A sculpture of a head with a horned headdress on it.


The Sculpture Collection

The Heard Museum is known for exhibiting works by artists who were, and are, breaking new ground. This is true with the museum’s collection of contemporary sculpture. Beginning in 1964, the Heard featured single-artist exhibitions each year, including a 1970 exhibition by Allan Houser (Chiricahua Apache) and a 1973 exhibition by John Hoover (Aleut). In 1972, the Heard planned a series of invitational exhibitions. The first in the series was Sculpture 1 (February–April 1973), which included works by young artists Bob Haozous (Warm Springs Chiricahua Apache) and Doug Hyde (Nez Perce/Assiniboine/Chippewa), in addition to Allan Houser, who was now considered one of the leading contemporary sculptors. Other invitationals followed, including Sculpture II (December 1973–February 1974) and Invitational Sculpture (February–March 1977).

* **SET TASK 1**: In the listing, add 35 to every box coordinate in the answers and write out again each line from the line with "Circle any striped necktie in the image." to the line with "54, 184, 293]]", keeping the request lines and leaving out the picture.
The listing that follows has no connection to the text about the Heard Museum's sculpture collection.

* **EXERCISE MATERIAL**:
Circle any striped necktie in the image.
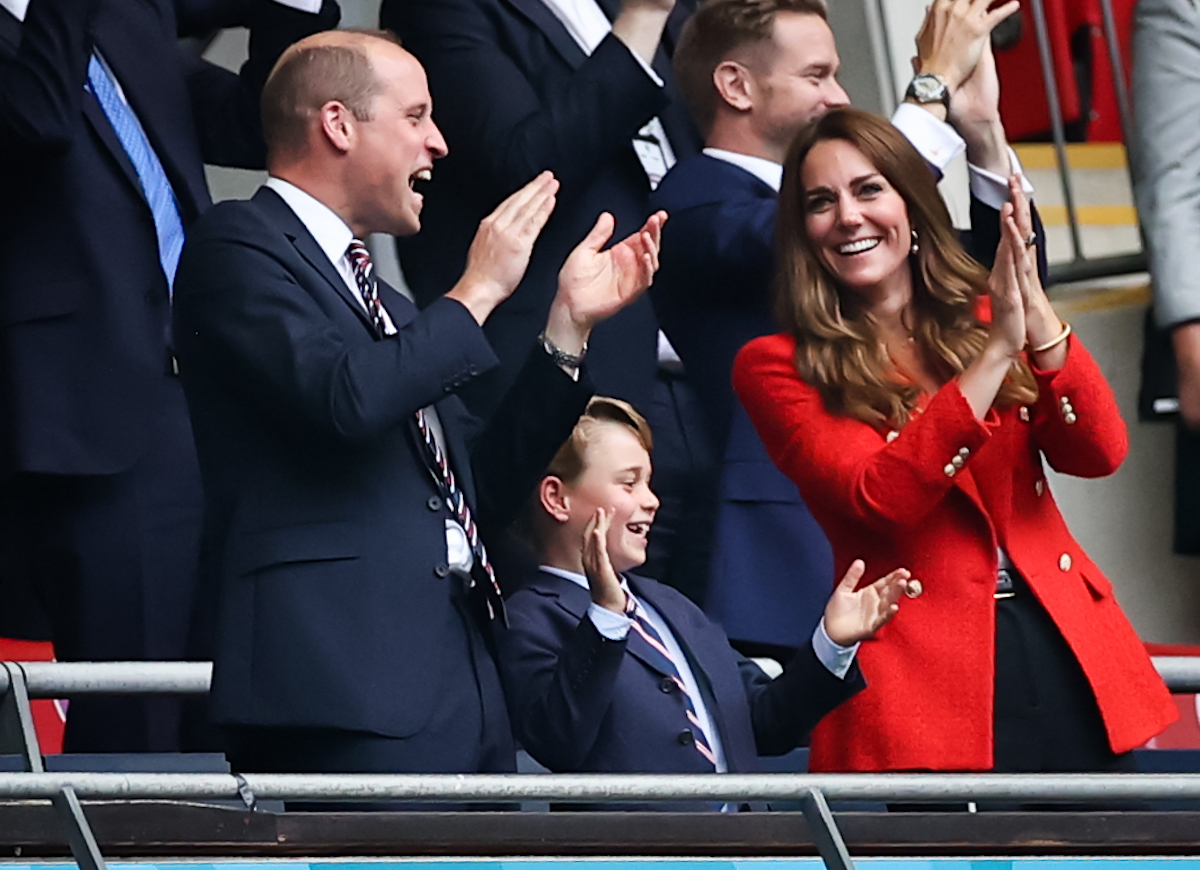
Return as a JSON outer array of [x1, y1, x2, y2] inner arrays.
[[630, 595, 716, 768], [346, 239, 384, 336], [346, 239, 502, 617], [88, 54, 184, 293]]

---

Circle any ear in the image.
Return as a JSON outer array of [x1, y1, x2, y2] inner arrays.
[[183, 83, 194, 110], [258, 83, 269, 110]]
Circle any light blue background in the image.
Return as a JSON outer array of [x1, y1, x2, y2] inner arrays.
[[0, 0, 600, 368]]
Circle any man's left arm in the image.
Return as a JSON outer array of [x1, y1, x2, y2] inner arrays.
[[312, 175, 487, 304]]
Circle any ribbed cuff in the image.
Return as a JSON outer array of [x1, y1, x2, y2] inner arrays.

* **SET TASK 2**: Write the next part of the text on the Heard Museum's sculpture collection, picking up after its final sentence.

* **WRITTEN RESPONSE 1**:
Circle any striped necktie in the image.
Return as a JSON outer array of [x1, y1, x2, y2] inner arrays.
[[665, 630, 751, 803], [381, 274, 419, 371], [381, 274, 537, 652], [123, 89, 219, 328]]

* **WRITTEN RESPONSE 2**:
The museum purchased some sculptures from the artists in these exhibitions, and sometimes Heard supporters bought works to donate to the museum’s collection. Later on, the museum’s small sculpture collection grew with additions from the biennial art invitationals held in the 1980s and 1990s, including pieces by Larry Beck (Yup’ik) and Faye Heavy Shield (Kainai First Nation/Cree). Through the years, additional select purchases as well as important donations helped the collection grow to include sculpture by Roxanne Swentzell (Tewa), Rose Simpson (Tewa), Nora Naranjo Morse (Tewa) and other leading artists.

Sculpture Collection Highlights

  • A sculpture of a woman in a one piece bathing suit standing on a yellow platfrom with cars on her legs.
    Bob Haozous, Warm Springs Chiricahua Apache, b. 1943, Ozone Madonna, 1989. Purchased with funds provided by the National Endowment for the Arts and the Goldsmith Foundation, IAC2378
  • A sculpture of an Apache person's head wearing a hat.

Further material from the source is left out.